Assignment
Nothing is to be altered; the data must be repeated exactly.

Segment Open

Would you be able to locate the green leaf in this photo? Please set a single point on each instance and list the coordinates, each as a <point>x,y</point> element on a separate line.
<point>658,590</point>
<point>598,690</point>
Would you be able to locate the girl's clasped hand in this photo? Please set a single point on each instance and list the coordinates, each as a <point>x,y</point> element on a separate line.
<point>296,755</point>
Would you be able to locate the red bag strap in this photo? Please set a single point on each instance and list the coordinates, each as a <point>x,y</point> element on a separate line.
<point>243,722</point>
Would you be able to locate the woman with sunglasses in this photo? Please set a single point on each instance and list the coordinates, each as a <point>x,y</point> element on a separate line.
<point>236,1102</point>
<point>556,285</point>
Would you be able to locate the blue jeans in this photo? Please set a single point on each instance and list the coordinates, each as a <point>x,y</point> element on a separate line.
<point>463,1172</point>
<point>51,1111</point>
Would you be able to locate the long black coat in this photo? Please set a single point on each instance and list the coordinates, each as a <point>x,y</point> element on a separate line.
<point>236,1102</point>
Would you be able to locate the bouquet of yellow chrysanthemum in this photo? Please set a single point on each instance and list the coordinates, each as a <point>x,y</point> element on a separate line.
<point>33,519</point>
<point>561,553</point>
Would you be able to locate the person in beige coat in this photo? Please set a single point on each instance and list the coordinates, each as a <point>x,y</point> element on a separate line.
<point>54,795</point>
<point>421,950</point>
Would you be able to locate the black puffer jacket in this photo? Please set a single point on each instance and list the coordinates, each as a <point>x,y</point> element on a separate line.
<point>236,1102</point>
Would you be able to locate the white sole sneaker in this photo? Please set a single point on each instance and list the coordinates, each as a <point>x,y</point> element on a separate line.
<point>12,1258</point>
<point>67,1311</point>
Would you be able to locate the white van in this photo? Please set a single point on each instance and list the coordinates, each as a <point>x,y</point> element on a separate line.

Segment Closed

Final answer
Would you be able to locate the green leaf in this photo? Please set a single point on each instance and list the coordinates, each as a <point>x,y</point> element on a separate line.
<point>658,590</point>
<point>598,690</point>
Would you be able to locate the girl's clasped hand in this photo? Please set a single point on each instance and list the coordinates, each as a <point>x,y</point> element on a separate line.
<point>296,755</point>
Would you be able to locate the red bag strap in this photo? Please set a single point on each instance and list the coordinates, each as a <point>x,y</point> element on a separate line.
<point>243,722</point>
Would you be able to locate the woman with sunglasses in this photo? Please set a single point on each instance and list the coordinates, each as a <point>x,y</point> element on a separate line.
<point>236,1102</point>
<point>556,285</point>
Would you be able to locate the blue jeans in this photo? Please set a single point on each instance and list the coordinates, each as a <point>x,y</point> element on a separate line.
<point>463,1172</point>
<point>51,1111</point>
Would you be able to locate the long black coat in this photo? Please set a single point on each instance and list the coordinates, each as a <point>x,y</point> element on a separate line.
<point>236,1102</point>
Would you be able to locate the bouquet of yellow chrysanthemum in this photo? Please set a single point on each instance and list the coordinates, each as a <point>x,y</point> element on a separate line.
<point>33,519</point>
<point>561,553</point>
Would you be able to locate the person in beige coat in this photo? Please set a single point on each instance and list the coordinates, each as a <point>x,y</point> element on a separate line.
<point>54,795</point>
<point>421,950</point>
Would you be able to locate the black puffer jacket in this photo? Please set a single point on each instance and list the coordinates, each as a <point>x,y</point> element on a separate line.
<point>236,1102</point>
Would you be able to locate the white sole sneaker in this photo? Please set a single point on each instance and list the coordinates, each as a <point>x,y</point> element on a separate line.
<point>12,1258</point>
<point>67,1311</point>
Would you be able to locate the white van in this photo? Please set a single point on each instance and list the coordinates, each as a <point>x,y</point> element on a separate line.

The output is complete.